_Given text_:
Porcine embryo transcriptome profiling

For the microarray data from the pooled embryos, the threshold for positive spot selection was calculated similar to that for the COC experiment. Approximately 28,597 transcripts were detected from pooled porcine embryos of 2-cell, 4-cell and 8-cell stages (Additional file 13). It should be noted that in this study our intent was not to quantify gene expression between different developmental stages, but to simply identify genes, from the literature that may be present in the 2- to 8-cell stages. Very little is known regarding global gene expression during these early cleavage stages in the pig. Sequencing from the porcine EST project on early developmental stages have been generated from in vitro- and in vivo-derived four-cell embryos [19]. Most of the ESTs were poorly annotated at that time and only few highly expressed genes, such as porcine casein kinase II beta subunit (CSNK2B), cyclin-dependent kinase-2 alpha (CDK2), ribosomal protein S10 (RPS10) and eukaryotic translation initiation factor 3 (EIF3), were identified in 4-cell embryos. However, these genes were both identified and expressed in our COC and embryo expression data (Additional file 12 and Additional file 13). Later, the same group using a cDNA microarray to demonstrate the mRNA expression patterns from 4-cell embryos, detected 1409 differentially expressed transcripts (without the Benjamini and Hochberg false-discovery-rate multiple correction test) between the in vitro- and in vivo-produced embryos at the 4-cell stages [57]. However, only four genes (DSTN, PAIP1, UBE4B, NASP) were selected and confirmed by real-time PCR. This group also established that the gene expression levels from in vitro- produced embryos were very high for DSTN & PAIP1 and very low for UBE4B and NASP when compared to in vivo-produced 2-cell embryos. Our microarray profiling data for the embryos (Additional file 13) also identified three of these genes (DSTN, PAIP1, UBE4B), while the spot intensity for NASP was below the detectable threshold. Since the microarray data was obtained from a pool of three different developmental stages, further data analysis may be needed to identify if DSTN, PAIP1 and UBE4B are expressed only at the 4-cell stage.

GO analysis for biological processes in porcine COC & embryos

To highlight differences in the biological processes between the COC and embryos, we removed the similar GS from the 28,715 COC related transcripts (Additional file 12) and 28,597 embryo related transcripts (Additional file 13). Genes expressed only in the COC or embryos were obtained after removing redundancies from both data sets. There were 793 unique GS in the COC and 4,388 in the embryos, while 7,822 appeared in both (Additional file 14). The unique GS from COC and embryos were mapped to the PANTHER ontology and compared to the human genome as a reference gene list. Using a similar binomial test in PANTHER as described previously, the analysis indicated that only one pathway related to apoptosis was found to be statistical significant (Additional file 15) in COC, but not in embryos. Studies have shown that apoptosis is important during in vitro culture condition in bovine [58, 59] and porcine [60]. However, the gene count revealed additional unique pathways which were statistically significant in the porcine embryos. The three pathways with the highest gene counts were primarily related to biological pathways such as inflammation signalling pathway (mediated by chemokine and cytokine), interleukin signalling pathway and TGF-beta signalling (Figure 8). Of particular interest were the interleukin-signalling pathway and TGF-beta signalling, since they may play an important role during porcine preimplantation embryonic development as we have discussed in the previous section. The inflammation signalling pathway likely plays a role in the establishment of pregnancy, including cellular proliferation, attachment and development of the conceptus [61].

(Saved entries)

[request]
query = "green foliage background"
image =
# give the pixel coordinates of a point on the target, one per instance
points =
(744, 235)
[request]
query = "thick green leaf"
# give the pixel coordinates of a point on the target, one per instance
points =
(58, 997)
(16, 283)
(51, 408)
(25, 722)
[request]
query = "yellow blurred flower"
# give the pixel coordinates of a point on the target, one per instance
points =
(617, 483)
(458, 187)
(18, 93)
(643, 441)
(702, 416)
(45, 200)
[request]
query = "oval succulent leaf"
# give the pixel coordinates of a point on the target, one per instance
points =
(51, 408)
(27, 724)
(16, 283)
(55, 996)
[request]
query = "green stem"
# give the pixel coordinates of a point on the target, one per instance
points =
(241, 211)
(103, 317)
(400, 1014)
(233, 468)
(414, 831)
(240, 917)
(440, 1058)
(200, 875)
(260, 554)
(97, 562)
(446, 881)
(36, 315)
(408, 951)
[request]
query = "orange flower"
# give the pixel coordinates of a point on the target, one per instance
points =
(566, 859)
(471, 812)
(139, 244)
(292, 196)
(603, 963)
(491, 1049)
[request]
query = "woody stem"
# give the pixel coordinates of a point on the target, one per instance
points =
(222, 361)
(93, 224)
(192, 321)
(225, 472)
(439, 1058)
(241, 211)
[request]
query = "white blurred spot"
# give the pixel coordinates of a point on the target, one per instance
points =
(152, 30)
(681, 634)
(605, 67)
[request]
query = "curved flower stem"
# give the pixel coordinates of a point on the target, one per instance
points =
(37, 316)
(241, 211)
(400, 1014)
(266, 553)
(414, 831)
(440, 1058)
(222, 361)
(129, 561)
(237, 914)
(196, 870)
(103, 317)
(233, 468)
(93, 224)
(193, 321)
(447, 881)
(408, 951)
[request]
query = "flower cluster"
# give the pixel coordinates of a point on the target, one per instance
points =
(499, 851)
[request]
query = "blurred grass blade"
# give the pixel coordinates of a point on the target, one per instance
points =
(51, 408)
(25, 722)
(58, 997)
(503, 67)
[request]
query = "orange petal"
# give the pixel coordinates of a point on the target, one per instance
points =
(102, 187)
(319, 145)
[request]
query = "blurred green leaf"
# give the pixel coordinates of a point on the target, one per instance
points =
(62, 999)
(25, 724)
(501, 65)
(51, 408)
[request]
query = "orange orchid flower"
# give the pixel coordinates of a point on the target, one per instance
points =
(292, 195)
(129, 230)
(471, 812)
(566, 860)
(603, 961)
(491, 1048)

_Exercise requirements_: Continue the text on porcine embryo transcriptome profiling, picking up after its last sentence. The saved entries are separate material with no connection to the porcine embryo text.

_Response area_:
Figure 8
figure 8

PANTHER bar chart of gene count involved in biological pathways from early embryos. The % of gene list (Y axis) in the category is calculated for each testing list as: # genes for the category/ # total genes in the list * 100.

Expression of porcine OR genes in COC and early developing embryos

Olfactory receptors (ORs) constitute the largest gene-family in the vertebrate genome [25, 62]. Interestingly OR genes are not only expressed in olfactory sensory neurons [63], they are also expressed in various tissues including testicular cells and the placenta [6467]. In the present study, we discovered 312 genes with OR unique GS (Additional file 7). Comparing the microarray expression data for the COCs and embryos (2-4-8 cells stages) revealed 491 array spots with an intensity higher than background that were related to OR transcripts (Additional file 16). The majority of the OR genes (428 transcripts) were only found in embryos and, in particular, one gene (OR4C16) whose spot intensity was 1.5 fold higher than the background. In addition to the embryo specific OR expression, there were 59 OR related transcripts found in both COC and embryos. The physiological significance of OR expression during early embryonic development has not been investigated and is quite novel. In a recent study, most of the known OR genes expressed in murine placenta were influenced by diet and fetal sex [67]. Based on this, one could infer that OR gene expression in the early embryo may be related to trophectoderm development that allows for proper placental OR protein expression in response to molecules from different dietary compounds. Regardless, this discovery is of significant interest and will be investigated further along with numerous other factors.


Using the 454 deep sequencing of normalized cDNA libraries from in vitro and in vivo produced porcine embryos we have generated 1.12 million high quality EST sequences that provided the basis for the development of the EMPV1 microarray platform featuring 43,795 probes. The quality of this embryo-specific array was confirmed with a high level of reproducibility that is provided by the current Agilent microarray technology. Despite the current limitations for full NTR annotation, due to the incomplete porcine genome sequencing project, a significant number of NTRs were annotated using the most recent version of porcine genome and human RefSeq RNA database to enrich the orthologous genes with unique GSs for GO searchs. GO terms confirmed that many are related to relevant developmental processes. The on-going effort to complete the porcine genome sequencing project will in turn provide the necessary information needed to address the remaining unannotated NTRs on this microarray With more than 20 thousand unique genes represented on the EMPV1 microarray, this platform will provide the foundation for future research into the in vivo and in vitro factors that affect the viability of the porcine embryos, as well as the effects of these factors on the live offspring that result from these embryos.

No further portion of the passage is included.